◆ **TEXTE PRÉSENTÉ**:
——————

De même, nombre de pays, dont la France, soutiennent la suppression de la distinction entre les substances interdites en permanence et celles qui le sont uniquement en compétition. Où en est-on sur ce point ?

Nous avons aussi réfléchi très longuement à l’amélioration des sanctions en matière de dopage. À cet égard, l’exemple américain est frappant. Lance Armstrong a fini par être rattrapé non pas grâce à un contrôle positif, mais par le témoignage de ses anciens coéquipiers. Cet été, la ligue américaine de baseball, que nous avions rencontrée l’année dernière, a frappé un grand coup en suspendant pour 211 matchs l’une des stars de son championnat, Alex Rodriguez. Cette suspension a fait suite à une enquête de plusieurs mois, menée par la ligue elle-même.

Il nous apparaît donc que l’Agence française de lutte contre le dopage, l’AFLD, qui n’a quasiment jamais pris de sanctions sur la base de preuves non analytiques, est grandement en retard sur cette question. Par quels moyens, madame la ministre, comptez-vous lui permettre de mener de réelles investigations et de prendre des sanctions sur la base de ses découvertes ?

Les sanctions pécuniaires, qui peuvent être utilisées comme un moyen de négociation avec des dopés repentis, vous paraissent-elles, par exemple, constituer une voie d’amélioration intéressante ?

J’en viens à la pénalisation de la lutte antidopage. Après une très longue analyse, la commission d’enquête n’a pas choisi de proposer la pénalisation de l’usage de produits, considérant que les sportifs, quand ils prennent des substances dopantes, étaient avant tout des victimes. En revanche, nous avons préconisé de renforcer l’arsenal applicable à l’entourage du sportif, en pénalisant, notamment, la détention de produits dopants par des personnes non licenciées présentes dans les salles de remise en forme.

S’agissant de la coopération, nous avons suggéré que des données de renseignement puissent être échangées entre l’AFLD et les services de police. Là encore, il nous est apparu qu’il était de plus en plus difficile d’atteindre les sportifs au moyen des contrôles. Les problématiques en matière de libertés publiques sont, en effet, de plus en plus complexes. La coopération administrative, policière et douanière est sans doute la voie de l’avenir en matière de lutte contre le dopage. À notre sens, cette coopération passe par des outils juridiques précis à insérer dans le code du sport. Avez-vous déjà des propositions sur ce sujet ?

——————

◆ **CONSIGNE 1**: Recopiez mot pour mot toutes les lignes de la liste qui suit, sans y mettre les images.

——————

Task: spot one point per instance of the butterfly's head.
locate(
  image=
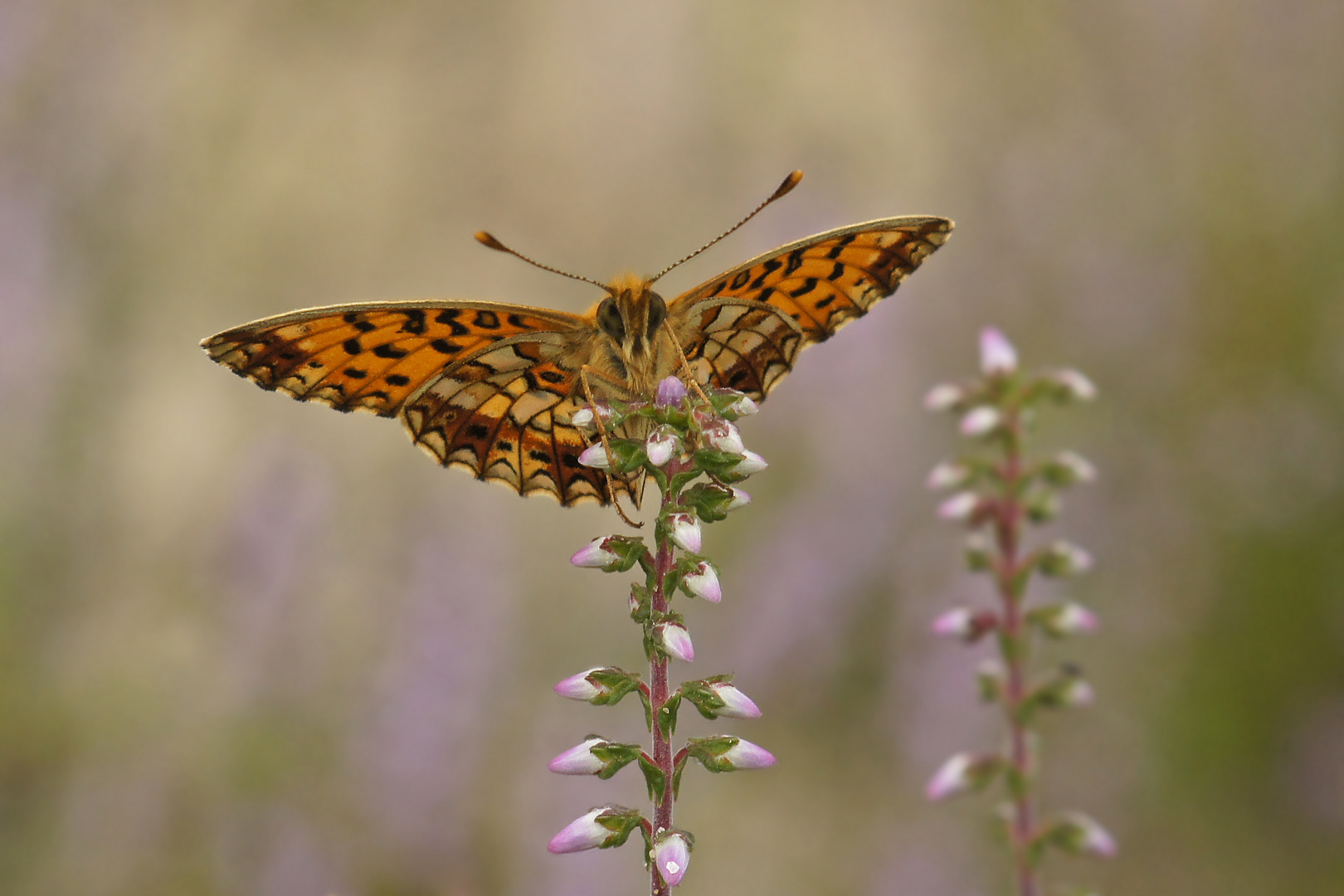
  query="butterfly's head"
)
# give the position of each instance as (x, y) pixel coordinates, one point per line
(631, 317)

——————

◆ **CONSIGNE 2**:
Répondez à ces questions sur le texte consacré à la lutte antidopage :
(a) Pour combien de matchs la ligue américaine de baseball a-t-elle suspendu Alex Rodriguez ?
(b) Qu'est-ce qui a fini par rattraper Lance Armstrong ?
(c) Entre qui la commission propose-t-elle d'échanger des données de renseignement ?

◆ **RÉSULTAT 1**:
Task: spot one point per instance of the butterfly's head.
locate(
  image=
  query="butterfly's head"
)
# give the position of each instance as (x, y) pixel coordinates, one point per line
(631, 317)

◆ **RÉSULTAT 2**:
(a) Pour 211 matchs.
(b) Le témoignage de ses anciens coéquipiers.
(c) Entre l'AFLD et les services de police.